## BEGIN Records shown

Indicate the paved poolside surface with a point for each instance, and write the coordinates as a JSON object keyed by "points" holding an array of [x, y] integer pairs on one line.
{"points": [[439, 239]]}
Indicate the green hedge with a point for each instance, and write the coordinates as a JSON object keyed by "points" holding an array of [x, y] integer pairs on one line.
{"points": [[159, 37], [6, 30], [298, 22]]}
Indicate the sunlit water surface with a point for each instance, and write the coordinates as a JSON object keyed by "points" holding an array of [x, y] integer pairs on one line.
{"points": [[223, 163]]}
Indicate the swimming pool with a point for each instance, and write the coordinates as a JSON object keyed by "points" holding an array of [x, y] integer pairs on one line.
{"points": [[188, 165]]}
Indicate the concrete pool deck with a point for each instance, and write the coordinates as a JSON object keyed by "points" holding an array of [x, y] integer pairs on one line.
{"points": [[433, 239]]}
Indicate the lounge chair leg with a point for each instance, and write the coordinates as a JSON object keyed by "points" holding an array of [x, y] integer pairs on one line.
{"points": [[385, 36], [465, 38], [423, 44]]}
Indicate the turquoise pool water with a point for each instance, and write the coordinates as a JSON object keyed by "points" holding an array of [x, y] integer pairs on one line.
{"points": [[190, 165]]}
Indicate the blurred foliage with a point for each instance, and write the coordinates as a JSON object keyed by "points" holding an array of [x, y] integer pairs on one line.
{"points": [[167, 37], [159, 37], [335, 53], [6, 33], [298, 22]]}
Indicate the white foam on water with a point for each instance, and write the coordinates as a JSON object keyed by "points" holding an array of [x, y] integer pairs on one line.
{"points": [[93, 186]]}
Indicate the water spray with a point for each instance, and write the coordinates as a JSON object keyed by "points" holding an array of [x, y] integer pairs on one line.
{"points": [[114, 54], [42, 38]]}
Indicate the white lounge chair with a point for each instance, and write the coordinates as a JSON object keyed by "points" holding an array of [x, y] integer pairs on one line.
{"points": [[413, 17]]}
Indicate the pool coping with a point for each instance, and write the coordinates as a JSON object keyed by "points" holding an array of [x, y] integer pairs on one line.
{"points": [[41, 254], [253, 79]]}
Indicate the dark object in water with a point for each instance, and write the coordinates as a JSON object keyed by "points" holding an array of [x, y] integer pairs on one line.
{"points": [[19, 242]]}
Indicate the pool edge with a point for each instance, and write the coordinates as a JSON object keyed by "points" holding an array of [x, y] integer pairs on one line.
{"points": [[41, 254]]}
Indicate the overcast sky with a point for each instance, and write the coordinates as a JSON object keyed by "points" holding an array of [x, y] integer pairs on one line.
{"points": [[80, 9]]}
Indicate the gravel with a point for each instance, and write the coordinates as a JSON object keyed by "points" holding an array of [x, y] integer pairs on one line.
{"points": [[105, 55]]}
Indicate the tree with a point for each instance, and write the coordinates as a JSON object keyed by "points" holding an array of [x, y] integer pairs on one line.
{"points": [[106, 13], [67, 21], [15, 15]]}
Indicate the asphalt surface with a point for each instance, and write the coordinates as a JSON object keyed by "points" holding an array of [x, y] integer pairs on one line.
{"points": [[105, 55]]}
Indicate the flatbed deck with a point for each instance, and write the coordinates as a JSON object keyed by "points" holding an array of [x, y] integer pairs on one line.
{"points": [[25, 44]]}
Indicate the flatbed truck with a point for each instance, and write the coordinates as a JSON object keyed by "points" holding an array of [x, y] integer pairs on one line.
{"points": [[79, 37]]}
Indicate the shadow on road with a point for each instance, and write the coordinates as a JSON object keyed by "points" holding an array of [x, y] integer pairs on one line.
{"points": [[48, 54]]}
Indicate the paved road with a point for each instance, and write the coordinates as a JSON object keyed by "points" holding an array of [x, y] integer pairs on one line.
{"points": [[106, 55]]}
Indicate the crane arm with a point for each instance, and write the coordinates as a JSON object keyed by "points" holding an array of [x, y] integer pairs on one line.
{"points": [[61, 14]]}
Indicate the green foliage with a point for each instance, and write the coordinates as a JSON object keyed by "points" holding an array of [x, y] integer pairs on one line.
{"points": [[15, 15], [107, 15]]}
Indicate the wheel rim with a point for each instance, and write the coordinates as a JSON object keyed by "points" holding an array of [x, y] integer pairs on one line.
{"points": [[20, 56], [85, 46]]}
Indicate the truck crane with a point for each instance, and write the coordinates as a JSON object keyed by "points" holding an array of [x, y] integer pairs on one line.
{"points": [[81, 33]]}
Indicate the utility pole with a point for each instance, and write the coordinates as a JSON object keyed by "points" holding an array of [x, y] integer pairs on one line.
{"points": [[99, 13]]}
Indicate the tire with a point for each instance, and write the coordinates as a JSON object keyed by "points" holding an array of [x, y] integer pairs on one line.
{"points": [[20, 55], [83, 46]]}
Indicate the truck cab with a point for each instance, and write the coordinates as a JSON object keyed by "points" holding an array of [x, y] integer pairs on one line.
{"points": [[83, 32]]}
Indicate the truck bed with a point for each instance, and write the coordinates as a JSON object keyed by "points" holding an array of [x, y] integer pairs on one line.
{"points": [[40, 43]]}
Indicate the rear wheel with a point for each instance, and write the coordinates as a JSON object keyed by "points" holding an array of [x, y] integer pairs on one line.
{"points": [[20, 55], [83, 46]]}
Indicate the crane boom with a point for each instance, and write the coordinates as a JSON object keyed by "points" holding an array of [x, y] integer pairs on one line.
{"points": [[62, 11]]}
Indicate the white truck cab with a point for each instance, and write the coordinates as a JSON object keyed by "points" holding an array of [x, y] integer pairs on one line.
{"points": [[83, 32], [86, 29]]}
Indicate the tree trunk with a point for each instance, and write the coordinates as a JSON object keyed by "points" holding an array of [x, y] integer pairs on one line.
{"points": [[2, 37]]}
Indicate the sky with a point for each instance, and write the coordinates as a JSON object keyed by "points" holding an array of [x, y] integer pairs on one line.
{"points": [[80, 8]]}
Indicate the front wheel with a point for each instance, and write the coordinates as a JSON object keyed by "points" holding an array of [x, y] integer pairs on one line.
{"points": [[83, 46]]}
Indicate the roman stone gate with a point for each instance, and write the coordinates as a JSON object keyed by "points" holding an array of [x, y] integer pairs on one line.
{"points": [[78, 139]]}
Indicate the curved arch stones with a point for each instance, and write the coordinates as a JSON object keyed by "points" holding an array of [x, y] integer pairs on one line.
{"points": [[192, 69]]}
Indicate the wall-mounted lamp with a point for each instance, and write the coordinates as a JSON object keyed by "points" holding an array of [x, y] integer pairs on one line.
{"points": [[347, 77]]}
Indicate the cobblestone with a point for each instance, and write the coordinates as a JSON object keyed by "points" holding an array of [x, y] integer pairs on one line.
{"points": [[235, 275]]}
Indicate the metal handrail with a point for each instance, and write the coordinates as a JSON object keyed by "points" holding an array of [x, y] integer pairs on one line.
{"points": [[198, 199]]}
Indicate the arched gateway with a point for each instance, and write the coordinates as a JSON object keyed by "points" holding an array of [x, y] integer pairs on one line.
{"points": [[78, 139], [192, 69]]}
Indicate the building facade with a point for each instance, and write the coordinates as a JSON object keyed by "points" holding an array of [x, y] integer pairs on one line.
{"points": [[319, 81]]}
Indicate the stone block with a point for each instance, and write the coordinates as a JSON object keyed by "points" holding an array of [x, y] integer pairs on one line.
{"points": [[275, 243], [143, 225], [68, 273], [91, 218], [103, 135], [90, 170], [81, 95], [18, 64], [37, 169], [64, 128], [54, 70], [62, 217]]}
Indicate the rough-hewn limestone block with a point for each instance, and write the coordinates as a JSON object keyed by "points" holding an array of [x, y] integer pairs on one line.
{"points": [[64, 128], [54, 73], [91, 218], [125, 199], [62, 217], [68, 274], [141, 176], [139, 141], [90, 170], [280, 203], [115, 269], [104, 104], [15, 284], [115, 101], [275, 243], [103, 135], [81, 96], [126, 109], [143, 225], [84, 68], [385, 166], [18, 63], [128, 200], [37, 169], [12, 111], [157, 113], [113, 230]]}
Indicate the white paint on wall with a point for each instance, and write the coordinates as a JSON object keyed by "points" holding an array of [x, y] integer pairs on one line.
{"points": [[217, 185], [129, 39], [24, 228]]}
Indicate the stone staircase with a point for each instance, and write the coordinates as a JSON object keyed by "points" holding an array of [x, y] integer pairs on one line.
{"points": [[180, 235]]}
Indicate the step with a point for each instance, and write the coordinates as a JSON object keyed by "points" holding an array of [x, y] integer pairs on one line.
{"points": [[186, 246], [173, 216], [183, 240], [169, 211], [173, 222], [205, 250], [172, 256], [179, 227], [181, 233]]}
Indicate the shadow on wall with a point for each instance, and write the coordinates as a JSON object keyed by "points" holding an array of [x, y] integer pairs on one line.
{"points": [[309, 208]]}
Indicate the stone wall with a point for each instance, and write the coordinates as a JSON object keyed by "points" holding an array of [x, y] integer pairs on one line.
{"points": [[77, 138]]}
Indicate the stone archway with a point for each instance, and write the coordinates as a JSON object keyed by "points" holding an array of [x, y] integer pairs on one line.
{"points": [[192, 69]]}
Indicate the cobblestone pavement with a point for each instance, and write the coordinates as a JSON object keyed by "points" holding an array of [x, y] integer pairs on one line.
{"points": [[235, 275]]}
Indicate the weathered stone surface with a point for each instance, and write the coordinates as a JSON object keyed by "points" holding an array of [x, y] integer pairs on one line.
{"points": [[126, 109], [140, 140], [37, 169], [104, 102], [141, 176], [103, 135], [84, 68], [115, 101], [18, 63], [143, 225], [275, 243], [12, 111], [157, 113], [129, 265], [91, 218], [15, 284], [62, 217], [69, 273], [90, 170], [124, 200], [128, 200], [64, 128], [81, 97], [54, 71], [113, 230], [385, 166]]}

## END Records shown

Rewrite the stretch of the listing from the line containing "Indicate the weathered" through the end of the listing, both ends included, requests and all. Multiply every point coordinate in the answers by 0.35 and round each result to a whole number, with halves rounded up.

- Complete output
Indicate the weathered stone surface with a point for each instance, and write the coordinates as a JSON object keyed by "points" holding an array of [x, y] integer pairs on one line.
{"points": [[44, 38], [49, 49], [13, 59], [36, 36], [49, 62], [36, 47], [29, 24], [40, 35], [6, 22], [50, 79], [96, 85], [4, 39], [55, 40], [45, 93], [32, 76], [5, 99], [22, 76], [24, 96], [32, 60], [43, 70], [45, 70], [22, 45], [28, 34], [19, 25], [40, 81], [135, 58]]}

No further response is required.